In this paper, we aim to explore the vulnerabilities of semantic segmentation models when applied to augmented datasets. The framework of this study follows the structure shown in Figure 1. First, we compare and analyze both real and synthetic datasets to select data for the experiments. Then, we build the experimental datasets using style transfer and video compression techniques. Finally, we apply these datasets to semantic segmentation models trained on real data and analyze the results. Through this process, the study aims to identify the vulnerabilities of models trained on real-world data when applied to synthetic datasets.
Ⅱ. Related Work
1. Semantic Segmentation
In autonomous driving, semantic segmentation plays a crucial role in understanding road scenes. For example, semantic segmentation detects and classifies various semantic classes such as pedestrians, vehicles, and trees within an image, allowing for an understanding of the spatial relationships among scene components. This comprehension enables autonomous driving systems to effectively extract road information and make sophisticated decisions[2].
========
◆ Work instructions ◆
Carry on the semantic segmentation paper excerpt above, starting right after its final sentence.

Records from a data source
========
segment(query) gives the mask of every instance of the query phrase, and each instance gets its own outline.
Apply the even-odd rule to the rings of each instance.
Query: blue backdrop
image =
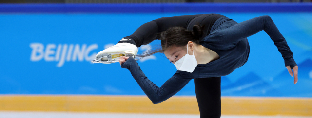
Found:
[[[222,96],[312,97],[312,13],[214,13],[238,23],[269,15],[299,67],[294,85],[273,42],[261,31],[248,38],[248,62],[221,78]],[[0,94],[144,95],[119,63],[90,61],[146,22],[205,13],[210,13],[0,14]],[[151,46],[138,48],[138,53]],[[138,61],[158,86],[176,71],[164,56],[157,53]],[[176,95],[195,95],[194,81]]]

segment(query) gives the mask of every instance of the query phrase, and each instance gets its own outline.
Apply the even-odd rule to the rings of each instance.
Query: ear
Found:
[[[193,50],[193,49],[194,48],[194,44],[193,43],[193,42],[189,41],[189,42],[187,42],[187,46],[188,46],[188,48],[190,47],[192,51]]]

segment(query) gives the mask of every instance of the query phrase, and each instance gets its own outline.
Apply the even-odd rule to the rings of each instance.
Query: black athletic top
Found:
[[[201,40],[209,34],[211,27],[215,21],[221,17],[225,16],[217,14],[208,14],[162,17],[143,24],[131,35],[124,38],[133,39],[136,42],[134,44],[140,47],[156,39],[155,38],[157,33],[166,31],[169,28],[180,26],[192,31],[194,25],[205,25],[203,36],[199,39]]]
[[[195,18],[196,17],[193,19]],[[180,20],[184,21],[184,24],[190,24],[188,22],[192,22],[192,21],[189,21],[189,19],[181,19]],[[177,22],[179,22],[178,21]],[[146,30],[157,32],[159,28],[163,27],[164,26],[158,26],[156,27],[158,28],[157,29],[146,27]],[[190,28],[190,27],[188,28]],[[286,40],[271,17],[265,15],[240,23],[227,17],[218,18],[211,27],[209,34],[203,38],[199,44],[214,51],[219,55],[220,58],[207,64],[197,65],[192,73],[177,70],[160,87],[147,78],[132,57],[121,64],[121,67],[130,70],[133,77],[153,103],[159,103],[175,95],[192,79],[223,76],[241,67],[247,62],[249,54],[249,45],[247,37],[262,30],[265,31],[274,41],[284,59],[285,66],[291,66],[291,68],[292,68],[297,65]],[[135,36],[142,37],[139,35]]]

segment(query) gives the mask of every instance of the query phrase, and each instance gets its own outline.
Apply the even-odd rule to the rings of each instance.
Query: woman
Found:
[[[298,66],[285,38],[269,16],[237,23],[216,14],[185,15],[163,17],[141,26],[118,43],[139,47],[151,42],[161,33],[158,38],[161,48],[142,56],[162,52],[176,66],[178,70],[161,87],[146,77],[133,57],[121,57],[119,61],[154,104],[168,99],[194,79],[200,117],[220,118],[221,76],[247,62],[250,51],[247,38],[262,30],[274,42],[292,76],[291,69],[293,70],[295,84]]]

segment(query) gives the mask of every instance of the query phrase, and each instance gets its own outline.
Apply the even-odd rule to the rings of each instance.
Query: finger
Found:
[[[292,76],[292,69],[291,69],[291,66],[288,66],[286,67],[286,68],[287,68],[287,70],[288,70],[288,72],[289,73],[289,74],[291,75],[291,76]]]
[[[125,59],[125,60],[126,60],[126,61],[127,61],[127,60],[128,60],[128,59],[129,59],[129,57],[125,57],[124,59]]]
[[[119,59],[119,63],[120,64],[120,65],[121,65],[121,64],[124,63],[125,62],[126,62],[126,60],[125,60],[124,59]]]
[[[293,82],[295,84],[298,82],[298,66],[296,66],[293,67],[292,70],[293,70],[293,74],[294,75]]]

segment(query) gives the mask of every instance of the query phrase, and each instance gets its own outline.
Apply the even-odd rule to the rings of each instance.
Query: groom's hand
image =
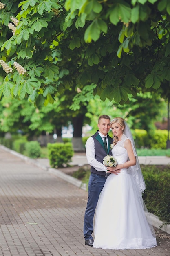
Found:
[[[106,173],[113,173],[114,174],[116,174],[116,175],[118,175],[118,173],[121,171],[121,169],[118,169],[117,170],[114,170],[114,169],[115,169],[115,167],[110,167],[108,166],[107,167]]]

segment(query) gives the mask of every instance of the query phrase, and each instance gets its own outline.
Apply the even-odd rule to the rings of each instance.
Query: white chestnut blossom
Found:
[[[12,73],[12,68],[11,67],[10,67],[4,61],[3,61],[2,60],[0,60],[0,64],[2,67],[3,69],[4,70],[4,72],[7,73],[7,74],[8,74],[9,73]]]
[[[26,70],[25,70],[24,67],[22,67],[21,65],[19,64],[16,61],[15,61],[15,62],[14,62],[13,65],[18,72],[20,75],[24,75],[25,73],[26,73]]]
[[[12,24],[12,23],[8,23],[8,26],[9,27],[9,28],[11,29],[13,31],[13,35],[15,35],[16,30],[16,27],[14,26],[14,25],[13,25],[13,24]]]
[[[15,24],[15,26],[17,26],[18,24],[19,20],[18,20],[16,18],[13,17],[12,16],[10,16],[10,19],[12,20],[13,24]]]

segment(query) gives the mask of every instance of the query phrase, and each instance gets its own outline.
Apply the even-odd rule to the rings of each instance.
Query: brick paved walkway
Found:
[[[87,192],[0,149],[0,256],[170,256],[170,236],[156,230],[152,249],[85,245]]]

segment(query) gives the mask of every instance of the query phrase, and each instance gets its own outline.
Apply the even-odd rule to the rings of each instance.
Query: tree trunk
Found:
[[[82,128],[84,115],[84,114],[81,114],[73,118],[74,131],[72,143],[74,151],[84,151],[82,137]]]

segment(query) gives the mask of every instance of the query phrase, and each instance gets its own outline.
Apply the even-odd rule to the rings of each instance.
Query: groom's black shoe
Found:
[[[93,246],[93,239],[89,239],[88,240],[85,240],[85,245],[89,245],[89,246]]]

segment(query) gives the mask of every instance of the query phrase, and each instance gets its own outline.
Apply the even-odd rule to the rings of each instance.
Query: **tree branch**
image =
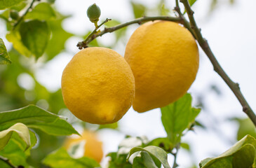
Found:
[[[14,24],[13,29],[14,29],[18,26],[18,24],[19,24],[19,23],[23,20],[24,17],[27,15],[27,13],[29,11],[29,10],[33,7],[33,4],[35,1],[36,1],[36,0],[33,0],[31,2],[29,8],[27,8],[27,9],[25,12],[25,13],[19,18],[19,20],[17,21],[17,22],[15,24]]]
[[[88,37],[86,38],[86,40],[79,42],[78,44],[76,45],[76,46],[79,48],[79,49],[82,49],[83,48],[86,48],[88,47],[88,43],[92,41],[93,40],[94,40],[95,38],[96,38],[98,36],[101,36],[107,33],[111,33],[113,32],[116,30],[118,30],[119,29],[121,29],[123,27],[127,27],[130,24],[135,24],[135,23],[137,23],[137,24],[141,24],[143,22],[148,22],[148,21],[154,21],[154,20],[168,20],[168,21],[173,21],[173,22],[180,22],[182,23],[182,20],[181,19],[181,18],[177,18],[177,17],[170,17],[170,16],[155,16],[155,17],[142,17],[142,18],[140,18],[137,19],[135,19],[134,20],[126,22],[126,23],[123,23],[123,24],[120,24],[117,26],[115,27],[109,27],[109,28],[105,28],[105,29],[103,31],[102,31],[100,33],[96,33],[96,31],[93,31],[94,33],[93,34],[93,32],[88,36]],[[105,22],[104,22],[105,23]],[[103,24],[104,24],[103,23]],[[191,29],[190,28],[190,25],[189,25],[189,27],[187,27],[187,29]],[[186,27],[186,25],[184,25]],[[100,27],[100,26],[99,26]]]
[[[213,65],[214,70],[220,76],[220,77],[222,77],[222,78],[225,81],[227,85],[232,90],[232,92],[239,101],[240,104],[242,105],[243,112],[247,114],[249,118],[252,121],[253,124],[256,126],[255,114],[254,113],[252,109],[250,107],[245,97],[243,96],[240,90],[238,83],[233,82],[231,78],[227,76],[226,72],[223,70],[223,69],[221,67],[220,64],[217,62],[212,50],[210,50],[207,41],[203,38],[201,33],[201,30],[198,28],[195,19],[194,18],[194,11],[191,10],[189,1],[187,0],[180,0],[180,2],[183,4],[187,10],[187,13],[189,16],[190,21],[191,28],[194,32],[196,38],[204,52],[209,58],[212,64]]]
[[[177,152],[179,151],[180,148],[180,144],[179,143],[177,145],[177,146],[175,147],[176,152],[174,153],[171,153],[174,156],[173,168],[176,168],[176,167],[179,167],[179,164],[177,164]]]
========
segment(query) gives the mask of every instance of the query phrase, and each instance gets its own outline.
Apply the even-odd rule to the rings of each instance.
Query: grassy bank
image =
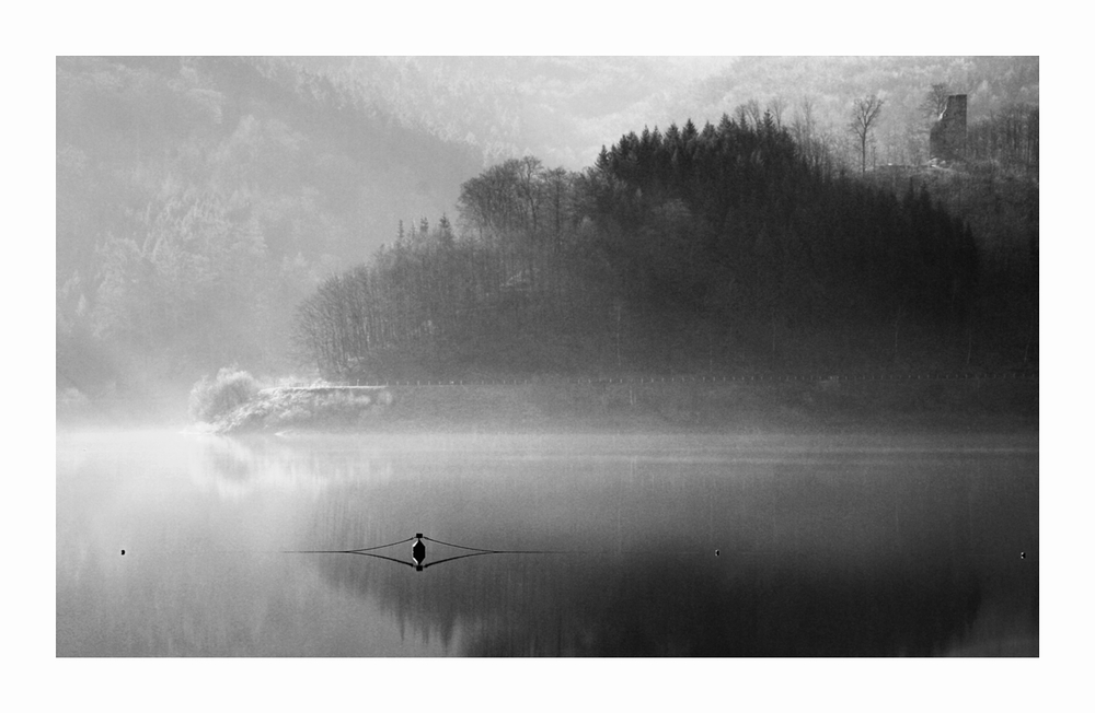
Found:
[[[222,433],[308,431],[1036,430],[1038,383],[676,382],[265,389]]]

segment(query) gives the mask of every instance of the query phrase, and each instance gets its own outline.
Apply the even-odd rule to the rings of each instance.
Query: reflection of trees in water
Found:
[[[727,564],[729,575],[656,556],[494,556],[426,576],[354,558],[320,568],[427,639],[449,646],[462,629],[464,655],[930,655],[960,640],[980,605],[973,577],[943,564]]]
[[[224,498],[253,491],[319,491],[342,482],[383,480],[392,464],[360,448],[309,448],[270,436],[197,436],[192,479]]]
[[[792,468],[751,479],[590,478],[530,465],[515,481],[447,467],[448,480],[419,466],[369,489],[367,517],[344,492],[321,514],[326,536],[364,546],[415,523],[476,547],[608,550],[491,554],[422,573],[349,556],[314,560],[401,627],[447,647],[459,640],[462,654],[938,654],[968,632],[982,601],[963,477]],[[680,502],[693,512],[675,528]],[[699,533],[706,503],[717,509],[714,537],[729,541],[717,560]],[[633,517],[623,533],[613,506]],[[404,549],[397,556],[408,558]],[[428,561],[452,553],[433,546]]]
========
◆ Result of this task ◆
To achieve a comprehensive understanding of semantic segmentation in road scenes, it is essential to have a dataset that includes a variety of road environments. Datasets capturing real-world road scenes, such as CityScapes[4], CamVid[5], KITTI[6], IDD[7] are primarily used for training semantic segmentation models. These road datasets contain scenes captured under diverse conditions, including varying weather, lighting, times of day, and traffic scenarios. Furthermore, the road datasets include critical classes: vehicles, persons, sidewalks, traffic lights, and traffic signs that must be identified while driving.
However, since these real datasets require a significant amount of time for pixel-level annotation tasks, it is challenging to build new training data for all road scenes. To address these limitations, there has been an increasing effort to utilize synthetic data created with computer graphics[8,9,10] or to augment real-world data with generated objects[11].
This paper applies style transfer techniques to both real and synthetic datasets to create a new dataset with generative characteristics. This new dataset is then used with a semantic segmentation model trained on real road datasets. The peculiarities of the generated data are identified by comparing the segmentation results between the existing datasets and the generated datasets.
2. Data Augmentation
Image data augmentation is a technique that generates multiple datasets from a single dataset to address overfitting issues caused by insufficient or imbalanced training data[12]. With advancements in deep learning, methods utilizing image generation models and style transfer models[13,14,15,16] have been developed to augment data.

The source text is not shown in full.